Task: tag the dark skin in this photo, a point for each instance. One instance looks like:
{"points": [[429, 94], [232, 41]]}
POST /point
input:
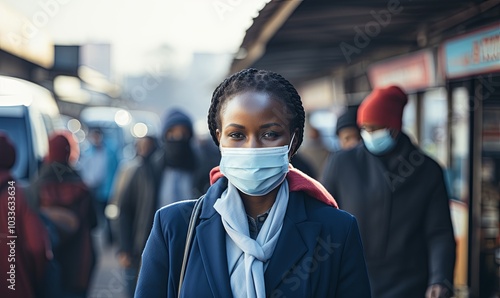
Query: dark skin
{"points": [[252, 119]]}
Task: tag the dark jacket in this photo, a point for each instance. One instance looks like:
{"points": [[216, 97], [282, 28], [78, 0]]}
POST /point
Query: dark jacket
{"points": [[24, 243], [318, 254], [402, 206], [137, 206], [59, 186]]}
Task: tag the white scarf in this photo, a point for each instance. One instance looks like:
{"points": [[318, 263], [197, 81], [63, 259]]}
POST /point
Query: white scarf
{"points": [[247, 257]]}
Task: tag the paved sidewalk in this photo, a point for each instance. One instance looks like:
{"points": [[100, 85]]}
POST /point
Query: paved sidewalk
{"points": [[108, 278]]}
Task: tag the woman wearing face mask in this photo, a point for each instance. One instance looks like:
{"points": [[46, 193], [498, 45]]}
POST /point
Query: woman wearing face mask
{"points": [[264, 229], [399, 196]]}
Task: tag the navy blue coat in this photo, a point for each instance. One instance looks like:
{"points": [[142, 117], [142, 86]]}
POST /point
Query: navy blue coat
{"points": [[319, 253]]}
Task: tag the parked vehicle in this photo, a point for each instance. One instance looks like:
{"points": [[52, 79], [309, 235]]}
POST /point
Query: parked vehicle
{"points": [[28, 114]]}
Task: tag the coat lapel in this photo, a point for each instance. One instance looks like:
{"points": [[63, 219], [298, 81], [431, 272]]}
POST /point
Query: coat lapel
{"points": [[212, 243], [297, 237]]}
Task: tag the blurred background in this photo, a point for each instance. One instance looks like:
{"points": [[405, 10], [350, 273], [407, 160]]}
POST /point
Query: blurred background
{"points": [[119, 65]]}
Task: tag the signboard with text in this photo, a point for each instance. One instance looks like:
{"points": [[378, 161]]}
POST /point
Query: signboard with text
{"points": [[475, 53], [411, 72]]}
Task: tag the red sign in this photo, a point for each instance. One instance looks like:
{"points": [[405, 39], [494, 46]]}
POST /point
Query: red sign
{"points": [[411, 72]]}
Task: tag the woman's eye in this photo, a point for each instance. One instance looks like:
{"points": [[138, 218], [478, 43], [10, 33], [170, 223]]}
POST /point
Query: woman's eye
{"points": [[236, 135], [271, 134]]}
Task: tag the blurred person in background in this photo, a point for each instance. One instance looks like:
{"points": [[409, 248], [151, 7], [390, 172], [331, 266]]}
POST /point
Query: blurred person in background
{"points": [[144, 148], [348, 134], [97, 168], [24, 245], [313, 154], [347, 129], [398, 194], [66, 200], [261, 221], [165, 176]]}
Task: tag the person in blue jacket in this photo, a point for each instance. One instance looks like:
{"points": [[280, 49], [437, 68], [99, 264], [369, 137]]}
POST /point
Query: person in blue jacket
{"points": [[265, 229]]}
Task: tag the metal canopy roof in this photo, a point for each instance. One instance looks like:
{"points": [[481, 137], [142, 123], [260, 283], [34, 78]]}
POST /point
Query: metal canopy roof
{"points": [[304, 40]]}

*WHAT NEEDS TO BE DONE*. Pictures are to be excluded; everything else in the records must be reproduced exactly.

*SOLUTION TO THIS PROBLEM*.
Task: tag the dark skin in this photo, a point for each instance. One instance looks like:
{"points": [[429, 94], [232, 41]]}
POST /point
input:
Query: dark skin
{"points": [[252, 119]]}
Task: tag the dark jacket in this photo, a point for each instance. One instance looks like:
{"points": [[216, 97], [282, 28], [78, 0]]}
POST /point
Query: dark jacket
{"points": [[24, 243], [318, 254], [402, 206], [137, 206], [59, 186]]}
Task: tag the white scarf in this photo, a point for each instance. One instance looks like:
{"points": [[318, 263], [197, 81], [63, 259]]}
POST /point
Query: white scarf
{"points": [[247, 257]]}
Task: tag the paved sidewalk in this photo, a point for each instance. One instance looks like:
{"points": [[100, 85]]}
POST /point
Query: paved sidewalk
{"points": [[108, 278]]}
Task: tag the woman wearing face mask in this photo, a point for each instance. One instance looks like:
{"points": [[46, 193], [498, 45]]}
POST /point
Query: woman wearing face mask
{"points": [[264, 229], [399, 196]]}
Task: tag the navy blue coat in this photo, a point for each instance. One instance looks like:
{"points": [[142, 117], [142, 86]]}
POST /point
Query: navy blue coat
{"points": [[319, 253]]}
Task: tag the parked vehicle in this photo, a point for each instance. One instance looks like:
{"points": [[52, 79], [309, 235]]}
POST /point
Query: parked vehicle
{"points": [[28, 114]]}
Task: tag the coat lapel in this photo, a point for each instance. One instance looks like:
{"points": [[63, 219], [298, 81], [431, 272]]}
POST /point
Query: coat lapel
{"points": [[212, 243], [297, 237]]}
Task: tag the blurred background in this photo, a point for each instance. One instance looks like:
{"points": [[405, 10], [350, 273], [407, 160]]}
POST /point
Query: blurred background
{"points": [[119, 65]]}
Task: tag the signboard with text in this photo, a point for each instance. One instance looks like:
{"points": [[378, 161]]}
POST /point
Query: signboard with text
{"points": [[475, 53], [411, 72]]}
Task: tag the red sign in this photo, a point for each instance. One instance looks like:
{"points": [[405, 39], [494, 46]]}
POST /point
Query: red sign
{"points": [[411, 72]]}
Task: tag the woman's eye in this photo, a point for each instance. One instance looks like:
{"points": [[138, 218], [478, 43], [10, 33], [170, 223]]}
POST /point
Query: woman's eye
{"points": [[236, 135], [271, 134]]}
Task: tag the blurred person in background in this photo, a point for each instance. One instance looks like:
{"points": [[409, 248], [151, 7], [390, 172], [331, 266]]}
POST /point
Query: blurred person in background
{"points": [[144, 148], [348, 134], [97, 168], [24, 245], [313, 154], [347, 129], [398, 194], [66, 200], [261, 221], [165, 176]]}
Task: tag the person in blue jacket in this photo, a point for each instance. One instance looks like:
{"points": [[280, 49], [437, 68], [99, 264], [369, 137]]}
POST /point
Query: person in blue jacket
{"points": [[265, 229]]}
Task: tag the metal canopy roof in this photo, a point for each instance. One instance looks like:
{"points": [[481, 137], [142, 123], [260, 283], [34, 78]]}
POST /point
Query: metal canopy roof
{"points": [[304, 40]]}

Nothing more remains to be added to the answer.